--- Material provided Enclosed Below ---
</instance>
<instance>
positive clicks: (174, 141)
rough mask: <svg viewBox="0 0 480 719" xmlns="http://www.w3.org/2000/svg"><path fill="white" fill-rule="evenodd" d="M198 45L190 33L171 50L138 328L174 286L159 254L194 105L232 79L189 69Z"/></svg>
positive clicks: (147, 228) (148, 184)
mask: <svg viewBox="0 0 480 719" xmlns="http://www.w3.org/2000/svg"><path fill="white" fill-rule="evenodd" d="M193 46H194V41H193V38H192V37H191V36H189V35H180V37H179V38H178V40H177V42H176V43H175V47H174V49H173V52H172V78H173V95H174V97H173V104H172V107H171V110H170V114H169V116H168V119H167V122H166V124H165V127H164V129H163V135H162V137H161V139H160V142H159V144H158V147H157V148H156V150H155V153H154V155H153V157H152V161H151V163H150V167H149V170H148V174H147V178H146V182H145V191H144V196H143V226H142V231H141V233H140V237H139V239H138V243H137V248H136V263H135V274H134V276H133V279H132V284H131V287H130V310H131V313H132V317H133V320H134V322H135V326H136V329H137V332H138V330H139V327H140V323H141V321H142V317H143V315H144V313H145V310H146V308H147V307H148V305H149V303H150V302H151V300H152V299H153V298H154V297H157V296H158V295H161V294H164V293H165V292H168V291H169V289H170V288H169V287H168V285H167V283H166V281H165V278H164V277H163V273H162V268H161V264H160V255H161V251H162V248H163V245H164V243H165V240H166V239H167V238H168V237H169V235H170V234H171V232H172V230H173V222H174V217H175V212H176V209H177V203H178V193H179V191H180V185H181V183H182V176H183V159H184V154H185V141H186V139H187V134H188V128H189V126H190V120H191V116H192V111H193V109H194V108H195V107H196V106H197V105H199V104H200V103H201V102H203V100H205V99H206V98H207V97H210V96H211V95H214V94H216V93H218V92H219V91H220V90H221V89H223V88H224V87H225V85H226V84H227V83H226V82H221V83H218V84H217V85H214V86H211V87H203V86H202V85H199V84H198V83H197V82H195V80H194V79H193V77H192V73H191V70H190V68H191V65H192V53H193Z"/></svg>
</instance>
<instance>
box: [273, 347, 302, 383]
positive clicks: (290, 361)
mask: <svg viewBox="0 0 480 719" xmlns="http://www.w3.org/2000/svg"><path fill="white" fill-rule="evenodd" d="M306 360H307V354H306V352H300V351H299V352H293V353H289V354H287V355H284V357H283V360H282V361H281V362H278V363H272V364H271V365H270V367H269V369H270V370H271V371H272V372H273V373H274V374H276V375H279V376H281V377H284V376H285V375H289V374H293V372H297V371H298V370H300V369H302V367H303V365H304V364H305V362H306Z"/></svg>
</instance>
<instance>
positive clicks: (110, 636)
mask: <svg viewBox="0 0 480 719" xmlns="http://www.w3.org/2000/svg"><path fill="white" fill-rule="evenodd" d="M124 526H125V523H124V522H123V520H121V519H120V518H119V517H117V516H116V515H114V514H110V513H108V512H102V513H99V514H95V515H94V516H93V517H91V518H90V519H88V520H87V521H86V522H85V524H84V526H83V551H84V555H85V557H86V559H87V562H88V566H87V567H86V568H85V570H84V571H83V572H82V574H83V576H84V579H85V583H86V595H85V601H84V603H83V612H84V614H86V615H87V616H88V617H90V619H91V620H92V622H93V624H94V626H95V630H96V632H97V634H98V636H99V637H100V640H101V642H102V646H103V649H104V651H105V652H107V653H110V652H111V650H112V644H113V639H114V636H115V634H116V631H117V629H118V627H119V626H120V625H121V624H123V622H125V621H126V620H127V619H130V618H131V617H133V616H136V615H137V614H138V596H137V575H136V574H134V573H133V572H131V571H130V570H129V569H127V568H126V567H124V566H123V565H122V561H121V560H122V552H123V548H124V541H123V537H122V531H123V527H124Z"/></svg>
--- End of Enclosed Material provided ---
■ **Task**
Every line from the start of the listing through the line with "rough mask: <svg" should be reproduced exactly, and no other line.

■ **Your solution**
</instance>
<instance>
positive clicks: (174, 141)
rough mask: <svg viewBox="0 0 480 719" xmlns="http://www.w3.org/2000/svg"><path fill="white" fill-rule="evenodd" d="M198 45L190 33L171 50L138 328L174 286L159 254L194 105L232 79L189 69Z"/></svg>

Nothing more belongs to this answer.